(Recorded data)
────────────────────
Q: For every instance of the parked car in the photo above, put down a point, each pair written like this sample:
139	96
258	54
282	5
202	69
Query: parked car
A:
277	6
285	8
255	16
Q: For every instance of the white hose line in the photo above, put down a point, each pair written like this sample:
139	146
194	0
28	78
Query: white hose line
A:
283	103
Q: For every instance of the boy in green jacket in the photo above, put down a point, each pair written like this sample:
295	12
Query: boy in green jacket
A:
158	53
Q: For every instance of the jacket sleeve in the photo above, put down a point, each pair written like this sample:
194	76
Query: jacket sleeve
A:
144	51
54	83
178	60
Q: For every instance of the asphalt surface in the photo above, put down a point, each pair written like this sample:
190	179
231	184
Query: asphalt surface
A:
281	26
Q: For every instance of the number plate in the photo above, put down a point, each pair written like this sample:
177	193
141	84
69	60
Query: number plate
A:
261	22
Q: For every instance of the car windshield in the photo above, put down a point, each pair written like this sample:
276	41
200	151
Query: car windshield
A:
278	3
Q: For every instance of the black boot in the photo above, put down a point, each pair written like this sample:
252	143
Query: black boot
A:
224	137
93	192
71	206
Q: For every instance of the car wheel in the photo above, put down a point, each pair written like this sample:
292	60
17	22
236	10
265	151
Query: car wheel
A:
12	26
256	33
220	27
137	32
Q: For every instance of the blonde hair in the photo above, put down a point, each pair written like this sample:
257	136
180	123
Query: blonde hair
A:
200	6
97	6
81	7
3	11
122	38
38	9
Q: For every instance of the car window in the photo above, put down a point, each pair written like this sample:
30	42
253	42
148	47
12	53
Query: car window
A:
────────────────────
#### Assignment
Copy every line from the data that includes the string "down".

#### Response to the exercise
Q: For every instance of the parked car in the photo above, put down a point, each pair written like this sample:
Q: For every instance of the white hose line in the photo above, put down a point, each pair written like this sample:
Q: For every instance of the boy in green jacket in the photo above, put down a point, each pair written like this sample:
Q: For every instance of the jacket sleeve in the photo above, put down a point, each pair written like this sample:
Q: For every instance of the asphalt surface in the photo above, put down a point, each pair written like this sample:
Q: For every instance of the number plate in the photo above, put down a point, each pair written like this sample:
Q: For every instance of the car windshield in the photo above, put down a point, each pair written like this sample:
Q: For every instance of the black boot in the photo above, put down a point, each pair written like this sample:
Q: For every instance of the car wheel in the photo above, put down a point, each pair written like this sample:
Q: For every instance of the blonde hair in the photo above, put down a point, each pair written like this sample:
Q: For every instance of the car window in the photo above, put down a point, each pair written like this sample:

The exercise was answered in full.